# Texte à lire
'''
Selon Draghi, soutenir Kiev est un impératif « existentiel » pour l’Union européenne et les États-Unis qui, dans ce contexte, n’ont qu’une seule voie à suivre : « Il n’y a pas d’autre solution que de faire en sorte que l’Ukraine gagne cette guerre ». Une position cohérente avec celle de l’ancien Président du Conseil lors de son passage au Palais Chigi, mais qui rappelle à l’opinion publique nationale et internationale l’engagement d’une partie de l’establishment occidental en faveur d’une issue qui, pour l’heure, semble loin d’être acquise.

Le choix de l’université où prononcer ce discours n’est pas fortuit, même s’il est facilité par l’occasion, le prix Miriam Pozen, que l’ancien président a reçu. C’est en effet au MIT que Draghi a soutenu son doctorat et c’est aux États-Unis qu’il a fait une partie de ses études, sans parler des relations personnelles, politiques et financières très fortes qu’il a cultivées à l’étranger au cours de sa longue carrière de fonctionnaire italien et européen. Cette conférence sera la première d’une série que l’ancien président de la BCE tiendra non seulement dans des universités, mais aussi et surtout dans des institutions financières : le 22 juin, Mario Draghi sera à Paris, au Carrousel du Louvre, pour l’Amundi World Investment Forum.

Mesdames et Messieurs,

C’est un privilège de revenir au MIT parmi tant d’amis, et c’est un grand honneur de recevoir le prix Miriam Pozen.

En 2020, le premier prix Miriam Pozen a été décerné à Stan Fischer ; Stan a été un véritable géant de l’élaboration des politiques, grâce à son équilibre, à sa finesse et à son expérience. Pour moi, il a également été un ami, un mentor, un modèle. Je me sens immensément privilégié de suivre ses traces.
'''
# Matériel fourni
'''
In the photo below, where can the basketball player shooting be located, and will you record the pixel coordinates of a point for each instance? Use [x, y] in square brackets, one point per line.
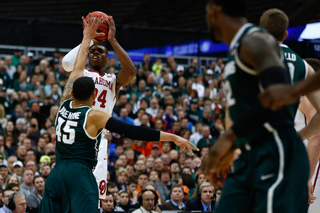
[71, 186]
[107, 87]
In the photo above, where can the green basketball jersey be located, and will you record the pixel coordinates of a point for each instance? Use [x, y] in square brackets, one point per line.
[298, 67]
[242, 87]
[73, 141]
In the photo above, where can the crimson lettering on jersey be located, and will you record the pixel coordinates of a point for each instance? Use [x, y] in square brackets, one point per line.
[103, 82]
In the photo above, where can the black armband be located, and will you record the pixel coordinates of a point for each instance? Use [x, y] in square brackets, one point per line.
[274, 75]
[132, 132]
[258, 115]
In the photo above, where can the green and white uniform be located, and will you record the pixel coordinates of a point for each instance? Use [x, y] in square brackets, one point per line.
[71, 186]
[271, 174]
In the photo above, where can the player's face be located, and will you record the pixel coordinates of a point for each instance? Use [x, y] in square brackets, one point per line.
[98, 57]
[212, 26]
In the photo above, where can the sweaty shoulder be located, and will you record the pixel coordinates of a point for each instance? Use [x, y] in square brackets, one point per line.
[260, 51]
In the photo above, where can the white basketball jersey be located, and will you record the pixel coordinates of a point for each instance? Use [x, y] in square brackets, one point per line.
[299, 123]
[106, 90]
[105, 87]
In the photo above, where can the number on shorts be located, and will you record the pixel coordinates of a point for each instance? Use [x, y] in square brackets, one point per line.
[67, 134]
[102, 187]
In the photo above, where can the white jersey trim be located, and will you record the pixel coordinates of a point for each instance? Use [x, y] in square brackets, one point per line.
[280, 170]
[307, 69]
[84, 127]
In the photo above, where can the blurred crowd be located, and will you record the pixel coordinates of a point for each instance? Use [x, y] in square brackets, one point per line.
[180, 99]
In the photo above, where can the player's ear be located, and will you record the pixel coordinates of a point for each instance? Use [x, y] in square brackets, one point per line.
[94, 94]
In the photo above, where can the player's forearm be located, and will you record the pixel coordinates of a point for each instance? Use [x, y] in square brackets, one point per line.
[69, 59]
[312, 128]
[125, 60]
[313, 152]
[82, 55]
[305, 87]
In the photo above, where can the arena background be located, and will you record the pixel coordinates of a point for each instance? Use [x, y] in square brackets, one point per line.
[140, 23]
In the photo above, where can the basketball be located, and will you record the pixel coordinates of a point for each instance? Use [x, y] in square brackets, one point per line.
[103, 26]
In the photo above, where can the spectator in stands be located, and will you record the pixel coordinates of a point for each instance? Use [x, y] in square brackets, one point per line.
[146, 64]
[124, 116]
[196, 85]
[142, 180]
[206, 117]
[158, 164]
[132, 190]
[122, 176]
[27, 182]
[148, 202]
[153, 109]
[10, 161]
[165, 183]
[140, 166]
[154, 177]
[194, 113]
[108, 205]
[124, 201]
[196, 163]
[206, 139]
[4, 173]
[149, 164]
[35, 197]
[45, 171]
[5, 198]
[17, 169]
[113, 189]
[215, 68]
[173, 155]
[165, 160]
[176, 198]
[34, 89]
[145, 120]
[169, 116]
[205, 200]
[175, 171]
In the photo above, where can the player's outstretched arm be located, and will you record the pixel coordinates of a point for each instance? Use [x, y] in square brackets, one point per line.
[89, 32]
[98, 119]
[310, 107]
[126, 74]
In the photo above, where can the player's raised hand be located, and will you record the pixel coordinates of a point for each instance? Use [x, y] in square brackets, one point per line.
[112, 28]
[185, 144]
[277, 96]
[90, 27]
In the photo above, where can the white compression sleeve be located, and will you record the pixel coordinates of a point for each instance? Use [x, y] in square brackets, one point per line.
[69, 59]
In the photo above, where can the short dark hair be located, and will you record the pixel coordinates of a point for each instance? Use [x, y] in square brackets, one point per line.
[165, 170]
[276, 22]
[233, 8]
[177, 186]
[132, 180]
[111, 185]
[35, 177]
[83, 88]
[187, 180]
[314, 63]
'''
# Travail à faire
Poursuivez le texte sur le discours de Mario Draghi au MIT après sa dernière phrase. Le matériel ne sert à rien dans cet exercice.

# Réponse
Ma conférence d’aujourd’hui s’appuiera sur mes expériences en tant que banquier central et premier ministre de l’Italie. J’aimerais réfléchir aux deux événements qui, avec les tensions croissantes avec la Chine, ont dominé les relations internationales et l’économie mondiale au cours des dix-huit derniers mois : la guerre en Ukraine et le retour de l’inflation.

Ces événements ont pris les décideurs politiques par surprise. Nous pensions que les institutions que nous avions mises en place, ainsi que les liens économiques et commerciaux, suffiraient à empêcher une nouvelle guerre d’agression en Europe ; et nous pensions que les banques centrales indépendantes avaient maîtrisé la capacité de plafonner les attentes en matière d’inflation, au point de nous inquiéter d’une stagnation séculaire.

Avec le recul, je dirais que ces deux événements capitaux ne sont pas sortis de nulle part et qu’ils ne sont pas déconnectés l’un de l’autre. Ils sont plutôt tous deux la conséquence d’un changement de paradigme qui, au cours des deux dernières décennies et demie, a discrètement fait passer la géopolitique mondiale de la concurrence au conflit. Ce changement de paradigme peut conduire à des taux de croissance potentielle plus faibles et nécessiterait des politiques conduisant à des déficits budgétaires et des taux d’intérêt plus élevés.

Dans les années 1990, nombreux étaient ceux qui pensaient que le processus de mondialisation était inarrêtable et qu’il répandrait les valeurs libérales et démocratiques dans le monde entier. Le développement du secteur privé, le bon fonctionnement des marchés, la croissance extraordinaire des investissements directs étrangers et l’expansion du commerce mondial étaient des objectifs considérés comme propices non seulement à la prospérité pour tous, mais aussi à la démocratie pour tous.

L’opinion dominante était que les valeurs mondiales allaient converger et que cette convergence allait remodeler les relations internationales pour les décennies à venir.

On supposait également que les institutions internationales suffiraient à corriger les distorsions résultant de la mondialisation — par exemple en matière de climat, de concurrence et de droits de propriété — et que les institutions nationales corrigeraient les inégalités.

Deux exemples ont révélé les lacunes de cette vision consensuelle de la mondialisation. Le premier, peut-être le plus symbolique et le plus important, a été l’entrée de la Chine dans l’Organisation mondiale du commerce, alors qu’elle n’était pas — et n’est toujours pas — une économie de marché ; cette admission fut faite dans l’hypothèse où elle le deviendrait. Bien que cette décision ait entraîné une réduction historique de la pauvreté dans le monde et ait profité aux consommateurs et aux entreprises occidentales, elle a eu un impact social, politique et environnemental majeur. L’OMC s’est révélée incapable de le contenir.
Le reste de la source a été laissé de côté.